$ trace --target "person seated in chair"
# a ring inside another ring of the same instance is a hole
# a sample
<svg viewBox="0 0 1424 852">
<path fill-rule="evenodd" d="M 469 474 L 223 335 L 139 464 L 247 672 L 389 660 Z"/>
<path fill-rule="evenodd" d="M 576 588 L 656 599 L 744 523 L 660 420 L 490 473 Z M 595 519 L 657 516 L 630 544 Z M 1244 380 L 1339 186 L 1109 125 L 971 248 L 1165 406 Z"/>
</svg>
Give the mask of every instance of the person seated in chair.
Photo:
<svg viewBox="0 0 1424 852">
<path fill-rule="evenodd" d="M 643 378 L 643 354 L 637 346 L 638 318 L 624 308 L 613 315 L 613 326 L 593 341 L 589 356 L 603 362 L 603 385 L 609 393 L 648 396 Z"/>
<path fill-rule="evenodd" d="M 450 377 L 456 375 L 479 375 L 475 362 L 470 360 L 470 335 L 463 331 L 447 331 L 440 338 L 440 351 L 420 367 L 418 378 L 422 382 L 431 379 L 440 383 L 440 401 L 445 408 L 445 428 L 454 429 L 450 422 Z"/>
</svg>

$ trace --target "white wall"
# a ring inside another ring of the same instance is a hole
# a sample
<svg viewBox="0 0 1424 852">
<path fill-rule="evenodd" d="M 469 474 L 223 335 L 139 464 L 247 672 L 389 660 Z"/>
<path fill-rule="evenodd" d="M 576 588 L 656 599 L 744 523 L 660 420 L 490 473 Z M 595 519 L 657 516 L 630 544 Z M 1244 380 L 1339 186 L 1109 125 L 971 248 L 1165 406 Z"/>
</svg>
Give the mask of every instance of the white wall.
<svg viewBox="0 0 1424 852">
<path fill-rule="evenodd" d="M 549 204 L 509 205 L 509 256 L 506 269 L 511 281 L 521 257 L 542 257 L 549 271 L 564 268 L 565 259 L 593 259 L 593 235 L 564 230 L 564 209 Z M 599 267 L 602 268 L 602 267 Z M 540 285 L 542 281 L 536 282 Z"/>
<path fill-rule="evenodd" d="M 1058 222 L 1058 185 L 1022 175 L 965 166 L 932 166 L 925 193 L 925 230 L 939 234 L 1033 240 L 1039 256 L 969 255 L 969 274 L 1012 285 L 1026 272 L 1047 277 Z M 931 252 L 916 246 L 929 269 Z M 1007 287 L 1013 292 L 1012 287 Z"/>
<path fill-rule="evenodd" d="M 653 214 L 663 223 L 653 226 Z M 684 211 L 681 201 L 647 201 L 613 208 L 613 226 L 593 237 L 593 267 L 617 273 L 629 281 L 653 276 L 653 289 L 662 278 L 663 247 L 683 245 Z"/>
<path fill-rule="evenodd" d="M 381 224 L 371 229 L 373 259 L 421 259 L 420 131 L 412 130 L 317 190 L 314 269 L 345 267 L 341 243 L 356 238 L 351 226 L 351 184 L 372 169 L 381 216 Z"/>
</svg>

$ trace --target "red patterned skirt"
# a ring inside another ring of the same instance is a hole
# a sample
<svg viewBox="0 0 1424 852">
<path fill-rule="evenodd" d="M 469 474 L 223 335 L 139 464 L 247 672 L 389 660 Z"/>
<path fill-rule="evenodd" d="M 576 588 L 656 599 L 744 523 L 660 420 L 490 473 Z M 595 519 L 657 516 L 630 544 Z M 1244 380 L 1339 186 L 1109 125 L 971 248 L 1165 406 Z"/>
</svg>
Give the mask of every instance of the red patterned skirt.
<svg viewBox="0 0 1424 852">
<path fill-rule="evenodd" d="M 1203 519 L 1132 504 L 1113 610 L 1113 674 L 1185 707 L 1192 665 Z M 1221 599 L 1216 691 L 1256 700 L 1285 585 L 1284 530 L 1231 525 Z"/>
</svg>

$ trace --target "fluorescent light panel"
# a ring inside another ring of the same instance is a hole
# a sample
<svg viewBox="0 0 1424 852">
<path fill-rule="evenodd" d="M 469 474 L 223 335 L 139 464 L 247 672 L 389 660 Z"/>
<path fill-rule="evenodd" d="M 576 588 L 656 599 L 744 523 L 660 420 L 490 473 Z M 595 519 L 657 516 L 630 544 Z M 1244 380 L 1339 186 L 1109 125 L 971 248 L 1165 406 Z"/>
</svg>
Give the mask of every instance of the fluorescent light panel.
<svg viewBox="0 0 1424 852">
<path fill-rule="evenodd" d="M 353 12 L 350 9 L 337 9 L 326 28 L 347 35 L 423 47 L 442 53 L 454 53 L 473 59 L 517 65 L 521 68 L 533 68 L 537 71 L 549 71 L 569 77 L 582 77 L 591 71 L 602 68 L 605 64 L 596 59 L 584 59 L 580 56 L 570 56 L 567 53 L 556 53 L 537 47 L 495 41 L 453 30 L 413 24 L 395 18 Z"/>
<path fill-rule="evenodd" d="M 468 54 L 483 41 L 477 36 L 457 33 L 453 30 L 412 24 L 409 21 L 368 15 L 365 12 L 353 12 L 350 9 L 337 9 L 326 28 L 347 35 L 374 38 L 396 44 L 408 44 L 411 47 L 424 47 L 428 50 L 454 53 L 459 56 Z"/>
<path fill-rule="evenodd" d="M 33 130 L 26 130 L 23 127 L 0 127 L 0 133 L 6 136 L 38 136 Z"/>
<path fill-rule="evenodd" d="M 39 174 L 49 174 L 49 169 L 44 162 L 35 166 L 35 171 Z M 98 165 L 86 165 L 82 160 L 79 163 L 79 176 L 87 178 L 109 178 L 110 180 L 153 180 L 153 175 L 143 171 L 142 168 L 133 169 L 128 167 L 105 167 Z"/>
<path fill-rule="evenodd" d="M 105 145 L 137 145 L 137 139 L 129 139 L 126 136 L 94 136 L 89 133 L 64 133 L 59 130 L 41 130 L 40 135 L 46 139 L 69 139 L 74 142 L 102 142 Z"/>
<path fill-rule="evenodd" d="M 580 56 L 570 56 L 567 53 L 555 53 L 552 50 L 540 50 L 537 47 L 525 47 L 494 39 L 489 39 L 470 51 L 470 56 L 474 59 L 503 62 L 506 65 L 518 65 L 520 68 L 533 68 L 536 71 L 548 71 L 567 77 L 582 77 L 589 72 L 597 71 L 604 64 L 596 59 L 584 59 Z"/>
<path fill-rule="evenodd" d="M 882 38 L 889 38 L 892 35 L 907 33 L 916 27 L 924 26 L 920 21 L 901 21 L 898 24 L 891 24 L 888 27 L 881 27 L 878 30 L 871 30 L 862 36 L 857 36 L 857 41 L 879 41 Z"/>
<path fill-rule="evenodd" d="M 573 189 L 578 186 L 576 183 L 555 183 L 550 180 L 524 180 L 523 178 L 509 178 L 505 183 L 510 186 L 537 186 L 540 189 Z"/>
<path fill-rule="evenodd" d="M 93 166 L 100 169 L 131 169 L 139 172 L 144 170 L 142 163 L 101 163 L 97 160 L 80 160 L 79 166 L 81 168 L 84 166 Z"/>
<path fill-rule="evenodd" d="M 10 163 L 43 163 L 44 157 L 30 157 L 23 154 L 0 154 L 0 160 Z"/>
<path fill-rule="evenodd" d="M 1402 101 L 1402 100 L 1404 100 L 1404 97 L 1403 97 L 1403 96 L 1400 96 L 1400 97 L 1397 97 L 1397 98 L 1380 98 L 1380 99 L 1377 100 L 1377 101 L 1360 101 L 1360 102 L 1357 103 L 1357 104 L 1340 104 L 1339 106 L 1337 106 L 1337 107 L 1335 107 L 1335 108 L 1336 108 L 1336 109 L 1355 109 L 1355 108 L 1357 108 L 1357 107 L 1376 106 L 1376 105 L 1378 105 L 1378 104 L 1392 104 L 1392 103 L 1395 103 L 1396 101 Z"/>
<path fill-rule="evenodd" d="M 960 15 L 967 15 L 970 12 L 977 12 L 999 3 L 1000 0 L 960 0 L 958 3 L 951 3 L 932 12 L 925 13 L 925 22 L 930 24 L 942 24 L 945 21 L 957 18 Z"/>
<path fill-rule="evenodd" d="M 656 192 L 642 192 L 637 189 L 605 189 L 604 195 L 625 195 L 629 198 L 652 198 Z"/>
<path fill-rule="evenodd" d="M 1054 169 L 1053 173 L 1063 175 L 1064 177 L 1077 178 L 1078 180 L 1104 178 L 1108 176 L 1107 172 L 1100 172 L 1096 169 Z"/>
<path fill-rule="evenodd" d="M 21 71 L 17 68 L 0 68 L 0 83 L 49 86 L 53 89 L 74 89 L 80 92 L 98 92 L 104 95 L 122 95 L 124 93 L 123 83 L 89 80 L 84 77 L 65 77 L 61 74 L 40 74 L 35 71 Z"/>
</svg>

::::::::::

▶ [Your task]:
Where a line in the records above holds the string "seated", it counts toward the total; give that total alone.

▶ [Solved problem]:
2